**Exercise directions**. In your copy, leave out the pictures; write out all the data exactly.

**Extracted records**.
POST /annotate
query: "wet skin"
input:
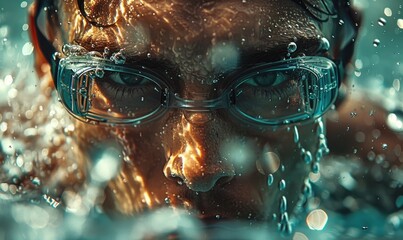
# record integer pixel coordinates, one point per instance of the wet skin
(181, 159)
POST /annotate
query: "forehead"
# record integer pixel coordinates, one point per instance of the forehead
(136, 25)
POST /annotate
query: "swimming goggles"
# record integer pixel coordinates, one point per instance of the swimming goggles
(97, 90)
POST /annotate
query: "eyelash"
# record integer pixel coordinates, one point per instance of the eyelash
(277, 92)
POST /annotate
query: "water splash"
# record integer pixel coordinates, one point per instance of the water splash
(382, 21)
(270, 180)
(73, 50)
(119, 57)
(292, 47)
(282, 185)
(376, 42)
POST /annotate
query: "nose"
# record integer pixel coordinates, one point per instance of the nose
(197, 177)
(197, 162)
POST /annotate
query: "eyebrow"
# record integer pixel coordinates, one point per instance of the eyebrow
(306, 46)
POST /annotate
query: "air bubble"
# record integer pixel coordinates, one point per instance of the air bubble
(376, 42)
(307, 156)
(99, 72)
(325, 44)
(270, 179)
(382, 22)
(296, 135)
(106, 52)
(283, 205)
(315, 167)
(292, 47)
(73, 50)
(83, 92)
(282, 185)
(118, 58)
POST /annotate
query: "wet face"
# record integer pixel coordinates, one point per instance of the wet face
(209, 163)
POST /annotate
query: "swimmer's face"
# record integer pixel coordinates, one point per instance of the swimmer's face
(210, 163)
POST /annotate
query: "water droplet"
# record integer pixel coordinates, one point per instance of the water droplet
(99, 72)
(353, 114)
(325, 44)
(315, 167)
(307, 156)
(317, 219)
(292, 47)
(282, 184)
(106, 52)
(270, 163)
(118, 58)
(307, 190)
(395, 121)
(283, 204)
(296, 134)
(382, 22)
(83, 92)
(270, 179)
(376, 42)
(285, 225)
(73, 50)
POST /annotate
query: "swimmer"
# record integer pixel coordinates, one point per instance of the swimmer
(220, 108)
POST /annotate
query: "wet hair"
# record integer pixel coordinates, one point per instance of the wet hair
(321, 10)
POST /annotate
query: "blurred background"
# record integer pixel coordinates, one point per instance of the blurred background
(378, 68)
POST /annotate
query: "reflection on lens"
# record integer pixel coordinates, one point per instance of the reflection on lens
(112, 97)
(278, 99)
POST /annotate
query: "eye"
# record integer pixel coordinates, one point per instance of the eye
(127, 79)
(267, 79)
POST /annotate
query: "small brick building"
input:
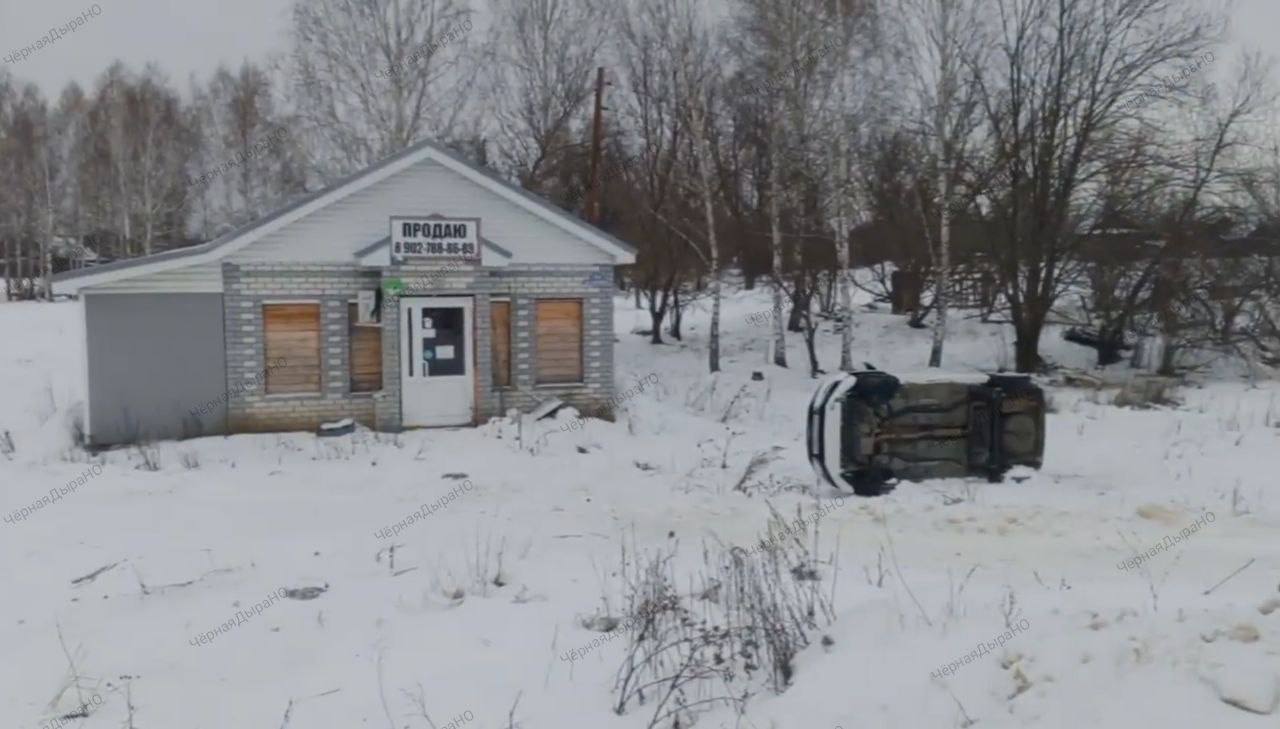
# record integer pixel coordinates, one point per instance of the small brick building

**Problem solution**.
POST /annotate
query: "wet skin"
input:
# record integer pixel coordinates, one point per instance of the wet skin
(181, 159)
POST /annotate
query: "forehead"
# record integer pixel coordinates, one point per instance of the forehead
(136, 25)
POST /annotate
query: "swimming goggles"
# record integer pixel coordinates, one point per instance of the swimming goggles
(97, 90)
POST /annotate
query: "eyelash"
# record integer pixel coordinates, one point per instance of the eyelash
(277, 92)
POST /annotate
query: "water splash"
# record integer pixel coordinates, one point per instance of the water splash
(382, 21)
(270, 180)
(73, 50)
(119, 57)
(292, 47)
(282, 185)
(376, 42)
POST /annotate
query: "nose"
# record integer pixel coordinates, one point per instance of the nose
(197, 177)
(197, 162)
POST /annotate
query: "eyebrow"
# record integer pixel coordinates, one point per instance of the eyebrow
(306, 46)
POST /annotate
query: "air bubble"
# record integer pixel coordinates, one point per instance of the air bubble
(376, 42)
(307, 156)
(99, 72)
(325, 44)
(270, 179)
(382, 22)
(296, 135)
(106, 52)
(283, 205)
(315, 167)
(292, 47)
(73, 50)
(83, 92)
(282, 185)
(118, 58)
POST /annotate
query: "wet face"
# record integer pixel coordinates, one point per instance of the wet face
(209, 163)
POST /annotate
query: "swimmer's face"
# record integer pixel coordinates, one point per instance of the swimmer's face
(210, 163)
POST /annotate
query: "water droplet"
# record integer pixel coordinates, one point per instance of the water droplet
(99, 72)
(353, 114)
(325, 44)
(315, 167)
(307, 156)
(317, 219)
(292, 47)
(282, 184)
(106, 52)
(270, 163)
(118, 58)
(307, 190)
(395, 121)
(283, 204)
(296, 134)
(382, 22)
(83, 92)
(270, 179)
(376, 42)
(285, 225)
(73, 50)
POST /annotate
query: "swimmer"
# record integer pixel coordinates, one point per instance of the swimmer
(220, 108)
POST /annotate
query: "wet hair"
# record integer pixel coordinates, one point per instance of the wet hair
(321, 10)
POST /annotate
query: "blurred background"
# record integer pixel coordinates, one point per instance of the blurred background
(378, 68)
POST /annotate
query: "reflection on lens"
# record integer pixel coordinates, one point per instance of the reflection on lens
(112, 97)
(278, 99)
POST /annotate
query: "eye"
# record integer pixel coordinates, one point per instance of the eye
(127, 79)
(267, 79)
POST /annotate
query: "small brick building"
input:
# record integer pixel coordinates, one point per instance of the small brick building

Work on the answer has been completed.